Problem description
If a line of the data below holds the word "butterfly", list it.

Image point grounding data

^^^^

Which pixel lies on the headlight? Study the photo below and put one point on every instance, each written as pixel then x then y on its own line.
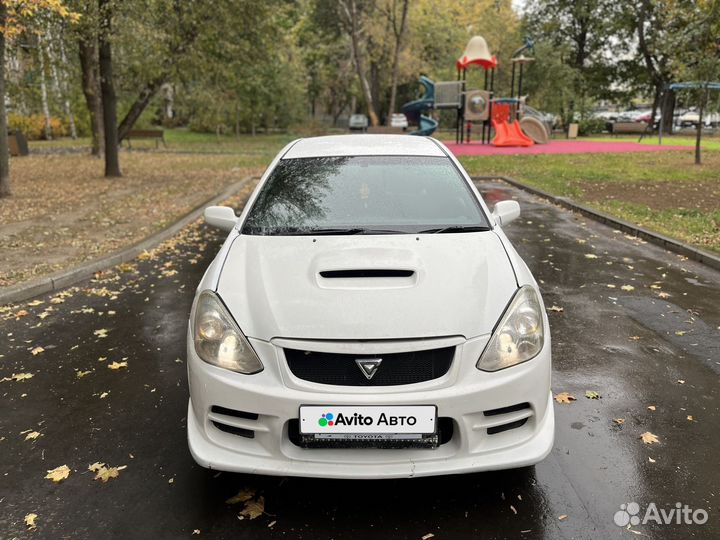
pixel 519 337
pixel 218 340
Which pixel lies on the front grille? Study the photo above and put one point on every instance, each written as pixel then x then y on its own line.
pixel 395 369
pixel 444 434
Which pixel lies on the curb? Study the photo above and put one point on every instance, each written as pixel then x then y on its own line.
pixel 681 248
pixel 64 278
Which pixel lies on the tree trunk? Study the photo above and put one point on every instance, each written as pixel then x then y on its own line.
pixel 668 111
pixel 66 90
pixel 399 34
pixel 43 92
pixel 698 134
pixel 91 90
pixel 137 108
pixel 4 157
pixel 107 89
pixel 351 15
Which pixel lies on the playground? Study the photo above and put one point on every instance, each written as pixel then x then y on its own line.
pixel 488 125
pixel 559 147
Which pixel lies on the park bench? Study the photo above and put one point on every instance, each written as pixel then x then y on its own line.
pixel 628 128
pixel 153 134
pixel 17 144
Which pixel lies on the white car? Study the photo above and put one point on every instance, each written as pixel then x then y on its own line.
pixel 399 120
pixel 691 118
pixel 367 317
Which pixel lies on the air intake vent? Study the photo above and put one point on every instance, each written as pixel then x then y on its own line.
pixel 505 410
pixel 505 427
pixel 232 412
pixel 241 432
pixel 365 273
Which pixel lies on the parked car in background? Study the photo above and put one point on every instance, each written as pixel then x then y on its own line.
pixel 648 116
pixel 632 115
pixel 608 116
pixel 367 317
pixel 399 120
pixel 358 122
pixel 690 119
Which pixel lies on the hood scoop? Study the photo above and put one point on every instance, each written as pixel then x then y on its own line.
pixel 366 273
pixel 366 278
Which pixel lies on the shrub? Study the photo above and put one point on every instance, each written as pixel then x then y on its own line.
pixel 33 126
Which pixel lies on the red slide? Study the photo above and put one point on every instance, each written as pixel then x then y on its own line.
pixel 506 133
pixel 510 135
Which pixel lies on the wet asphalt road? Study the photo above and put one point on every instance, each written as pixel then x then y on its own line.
pixel 634 347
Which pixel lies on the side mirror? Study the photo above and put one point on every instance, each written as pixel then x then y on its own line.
pixel 506 211
pixel 222 217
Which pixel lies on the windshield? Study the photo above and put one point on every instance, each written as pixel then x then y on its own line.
pixel 365 195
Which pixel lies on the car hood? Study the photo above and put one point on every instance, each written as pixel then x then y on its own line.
pixel 367 287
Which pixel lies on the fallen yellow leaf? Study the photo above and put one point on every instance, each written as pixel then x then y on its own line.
pixel 253 509
pixel 117 365
pixel 243 495
pixel 58 474
pixel 649 438
pixel 17 377
pixel 30 521
pixel 564 397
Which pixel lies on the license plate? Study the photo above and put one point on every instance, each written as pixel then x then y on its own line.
pixel 346 420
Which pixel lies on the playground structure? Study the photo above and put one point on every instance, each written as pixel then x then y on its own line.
pixel 674 87
pixel 414 109
pixel 510 121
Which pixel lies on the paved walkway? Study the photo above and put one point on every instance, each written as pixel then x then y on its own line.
pixel 639 325
pixel 559 147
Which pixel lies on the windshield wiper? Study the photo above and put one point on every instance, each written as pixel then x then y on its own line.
pixel 335 231
pixel 456 228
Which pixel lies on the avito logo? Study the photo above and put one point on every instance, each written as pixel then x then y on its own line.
pixel 328 420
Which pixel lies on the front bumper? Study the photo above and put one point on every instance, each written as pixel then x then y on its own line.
pixel 464 395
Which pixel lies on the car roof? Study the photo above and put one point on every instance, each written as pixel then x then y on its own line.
pixel 364 145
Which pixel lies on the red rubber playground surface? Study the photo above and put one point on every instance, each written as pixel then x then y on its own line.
pixel 559 147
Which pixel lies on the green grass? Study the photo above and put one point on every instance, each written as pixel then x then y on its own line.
pixel 184 140
pixel 570 175
pixel 709 142
pixel 693 226
pixel 564 175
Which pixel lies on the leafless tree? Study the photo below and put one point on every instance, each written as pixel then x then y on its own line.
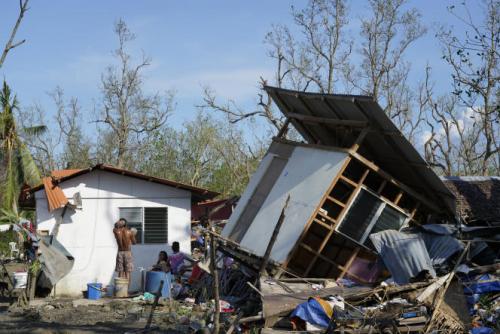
pixel 23 7
pixel 127 114
pixel 64 144
pixel 386 35
pixel 474 60
pixel 43 146
pixel 76 150
pixel 312 60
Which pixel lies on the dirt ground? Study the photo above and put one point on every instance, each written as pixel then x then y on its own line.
pixel 78 316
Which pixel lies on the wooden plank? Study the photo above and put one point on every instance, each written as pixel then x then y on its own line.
pixel 389 178
pixel 333 221
pixel 319 222
pixel 284 129
pixel 398 198
pixel 306 228
pixel 348 180
pixel 336 201
pixel 349 262
pixel 341 215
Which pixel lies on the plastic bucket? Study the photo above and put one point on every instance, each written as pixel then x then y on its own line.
pixel 20 280
pixel 121 287
pixel 153 279
pixel 94 291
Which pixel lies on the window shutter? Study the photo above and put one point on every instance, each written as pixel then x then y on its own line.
pixel 156 225
pixel 359 216
pixel 134 220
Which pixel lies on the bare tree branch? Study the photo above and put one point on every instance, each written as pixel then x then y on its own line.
pixel 23 7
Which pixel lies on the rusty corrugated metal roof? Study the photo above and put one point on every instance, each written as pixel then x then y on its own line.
pixel 59 174
pixel 312 113
pixel 55 196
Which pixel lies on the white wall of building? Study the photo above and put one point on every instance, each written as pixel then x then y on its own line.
pixel 306 178
pixel 88 233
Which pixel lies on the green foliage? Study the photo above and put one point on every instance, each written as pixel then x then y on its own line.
pixel 5 238
pixel 15 157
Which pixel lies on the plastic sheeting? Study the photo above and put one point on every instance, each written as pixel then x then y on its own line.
pixel 440 243
pixel 404 254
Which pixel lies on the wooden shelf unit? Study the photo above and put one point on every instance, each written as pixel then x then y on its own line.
pixel 329 254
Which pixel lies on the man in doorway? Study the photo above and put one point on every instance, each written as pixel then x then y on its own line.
pixel 125 238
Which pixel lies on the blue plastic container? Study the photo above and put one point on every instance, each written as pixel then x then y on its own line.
pixel 153 279
pixel 94 291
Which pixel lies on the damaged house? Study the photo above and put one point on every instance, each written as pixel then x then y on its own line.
pixel 354 175
pixel 80 208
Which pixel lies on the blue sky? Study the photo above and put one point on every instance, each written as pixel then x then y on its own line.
pixel 192 43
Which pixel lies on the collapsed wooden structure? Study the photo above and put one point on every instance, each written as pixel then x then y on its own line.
pixel 355 175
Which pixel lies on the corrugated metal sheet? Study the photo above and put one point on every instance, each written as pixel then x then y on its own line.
pixel 58 174
pixel 384 144
pixel 55 196
pixel 63 175
pixel 404 254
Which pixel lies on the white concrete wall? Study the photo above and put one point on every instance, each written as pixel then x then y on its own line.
pixel 88 235
pixel 306 178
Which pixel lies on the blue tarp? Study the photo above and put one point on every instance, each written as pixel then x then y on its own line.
pixel 404 254
pixel 312 312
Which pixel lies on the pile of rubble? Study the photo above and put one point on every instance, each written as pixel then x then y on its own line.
pixel 428 280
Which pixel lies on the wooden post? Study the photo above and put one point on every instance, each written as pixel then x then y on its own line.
pixel 215 275
pixel 440 298
pixel 274 236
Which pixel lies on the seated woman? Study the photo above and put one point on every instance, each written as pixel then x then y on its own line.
pixel 162 264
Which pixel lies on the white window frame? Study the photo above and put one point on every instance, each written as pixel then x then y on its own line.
pixel 374 219
pixel 143 222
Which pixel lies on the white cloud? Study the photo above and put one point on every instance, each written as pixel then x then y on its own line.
pixel 236 84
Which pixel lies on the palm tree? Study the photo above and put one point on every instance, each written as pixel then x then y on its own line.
pixel 17 164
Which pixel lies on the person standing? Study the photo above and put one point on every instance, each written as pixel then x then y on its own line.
pixel 125 238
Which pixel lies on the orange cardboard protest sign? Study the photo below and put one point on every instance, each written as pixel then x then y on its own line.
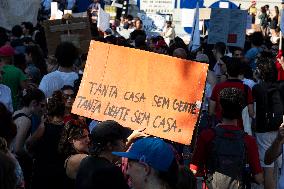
pixel 141 89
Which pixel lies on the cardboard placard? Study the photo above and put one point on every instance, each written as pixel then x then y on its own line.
pixel 77 31
pixel 141 89
pixel 228 26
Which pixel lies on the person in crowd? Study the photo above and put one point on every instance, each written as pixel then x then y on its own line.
pixel 43 144
pixel 275 151
pixel 8 129
pixel 6 95
pixel 255 50
pixel 246 75
pixel 253 11
pixel 96 170
pixel 168 32
pixel 265 133
pixel 33 103
pixel 151 164
pixel 274 20
pixel 233 71
pixel 28 29
pixel 161 46
pixel 34 56
pixel 52 64
pixel 74 145
pixel 66 55
pixel 264 21
pixel 69 97
pixel 219 51
pixel 20 183
pixel 138 30
pixel 33 76
pixel 16 41
pixel 238 53
pixel 7 172
pixel 12 76
pixel 214 143
pixel 3 37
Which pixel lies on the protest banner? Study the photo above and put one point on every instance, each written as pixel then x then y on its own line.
pixel 152 23
pixel 228 26
pixel 13 12
pixel 75 30
pixel 141 89
pixel 103 20
pixel 161 7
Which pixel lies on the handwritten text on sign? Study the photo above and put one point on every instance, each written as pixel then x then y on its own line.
pixel 140 89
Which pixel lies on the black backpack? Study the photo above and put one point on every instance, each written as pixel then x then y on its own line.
pixel 269 106
pixel 228 153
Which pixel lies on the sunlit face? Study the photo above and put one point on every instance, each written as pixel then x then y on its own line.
pixel 69 97
pixel 82 144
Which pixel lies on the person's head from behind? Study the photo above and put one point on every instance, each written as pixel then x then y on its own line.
pixel 33 75
pixel 33 100
pixel 66 54
pixel 257 39
pixel 55 107
pixel 27 28
pixel 8 178
pixel 169 23
pixel 267 69
pixel 6 55
pixel 138 24
pixel 74 138
pixel 276 9
pixel 219 49
pixel 232 103
pixel 151 160
pixel 17 31
pixel 68 93
pixel 108 136
pixel 8 129
pixel 34 55
pixel 233 67
pixel 238 52
pixel 180 53
pixel 223 64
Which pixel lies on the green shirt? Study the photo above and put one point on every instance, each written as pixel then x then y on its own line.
pixel 12 77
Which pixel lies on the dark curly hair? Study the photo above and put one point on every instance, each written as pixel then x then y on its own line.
pixel 66 54
pixel 267 69
pixel 55 104
pixel 8 129
pixel 232 103
pixel 74 129
pixel 28 95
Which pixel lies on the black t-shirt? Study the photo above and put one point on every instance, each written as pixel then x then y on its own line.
pixel 99 173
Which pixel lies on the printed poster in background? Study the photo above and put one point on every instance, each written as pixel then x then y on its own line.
pixel 13 12
pixel 152 23
pixel 228 26
pixel 139 91
pixel 157 6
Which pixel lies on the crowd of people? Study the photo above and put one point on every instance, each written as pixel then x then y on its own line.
pixel 237 142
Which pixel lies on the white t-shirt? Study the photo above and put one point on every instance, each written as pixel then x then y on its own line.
pixel 56 80
pixel 6 97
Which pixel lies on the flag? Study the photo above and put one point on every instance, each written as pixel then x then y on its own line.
pixel 195 35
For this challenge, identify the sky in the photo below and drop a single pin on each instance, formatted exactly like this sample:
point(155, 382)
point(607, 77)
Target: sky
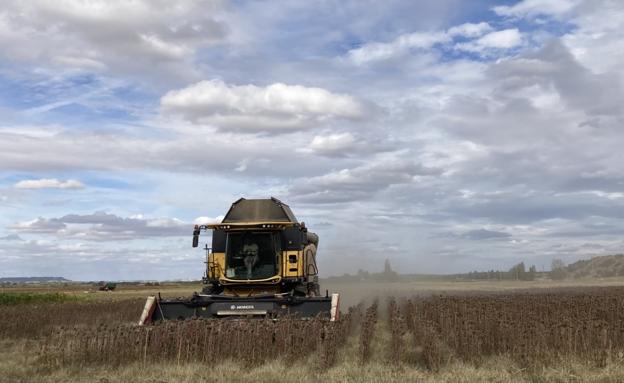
point(446, 136)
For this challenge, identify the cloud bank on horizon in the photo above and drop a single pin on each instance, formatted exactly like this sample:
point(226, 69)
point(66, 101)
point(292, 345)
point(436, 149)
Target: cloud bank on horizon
point(446, 136)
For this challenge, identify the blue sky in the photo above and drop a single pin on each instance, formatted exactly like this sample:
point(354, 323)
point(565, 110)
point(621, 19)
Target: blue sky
point(446, 136)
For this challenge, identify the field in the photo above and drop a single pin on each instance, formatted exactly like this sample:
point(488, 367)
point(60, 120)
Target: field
point(403, 332)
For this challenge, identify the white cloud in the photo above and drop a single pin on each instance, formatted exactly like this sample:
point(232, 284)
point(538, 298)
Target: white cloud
point(49, 183)
point(101, 226)
point(536, 7)
point(403, 44)
point(505, 39)
point(382, 51)
point(470, 29)
point(135, 37)
point(332, 142)
point(250, 107)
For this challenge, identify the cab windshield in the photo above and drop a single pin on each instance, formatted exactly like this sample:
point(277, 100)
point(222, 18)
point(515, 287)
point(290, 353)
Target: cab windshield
point(251, 255)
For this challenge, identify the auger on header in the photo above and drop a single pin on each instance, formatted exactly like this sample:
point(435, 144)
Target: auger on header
point(262, 263)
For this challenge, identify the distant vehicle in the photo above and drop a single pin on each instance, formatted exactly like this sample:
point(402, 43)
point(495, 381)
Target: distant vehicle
point(107, 286)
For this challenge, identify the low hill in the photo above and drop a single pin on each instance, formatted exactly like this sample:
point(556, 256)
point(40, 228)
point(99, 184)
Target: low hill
point(597, 267)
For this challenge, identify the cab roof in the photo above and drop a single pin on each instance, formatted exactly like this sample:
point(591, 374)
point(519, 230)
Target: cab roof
point(259, 210)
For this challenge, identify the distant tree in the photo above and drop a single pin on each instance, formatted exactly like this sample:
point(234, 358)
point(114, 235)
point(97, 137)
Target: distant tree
point(517, 272)
point(558, 269)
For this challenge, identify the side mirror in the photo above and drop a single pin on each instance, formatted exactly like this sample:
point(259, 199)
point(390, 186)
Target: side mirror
point(196, 237)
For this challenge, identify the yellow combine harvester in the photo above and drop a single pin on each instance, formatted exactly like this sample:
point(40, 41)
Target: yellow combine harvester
point(262, 263)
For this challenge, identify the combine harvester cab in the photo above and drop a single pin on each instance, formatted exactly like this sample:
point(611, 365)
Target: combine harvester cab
point(262, 263)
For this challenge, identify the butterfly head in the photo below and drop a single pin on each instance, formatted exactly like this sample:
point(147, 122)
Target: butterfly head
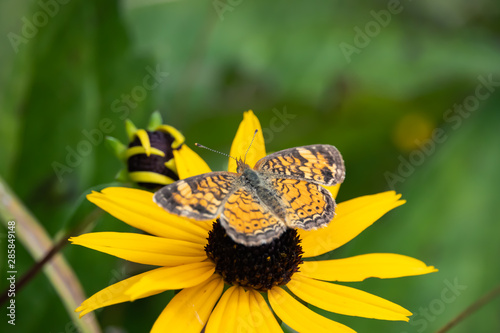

^^^^

Result of this exercise
For this challenge, identify the butterfly head in the photo below and drop a single pin on each instance, formatted exactly like this sample:
Target: butterfly head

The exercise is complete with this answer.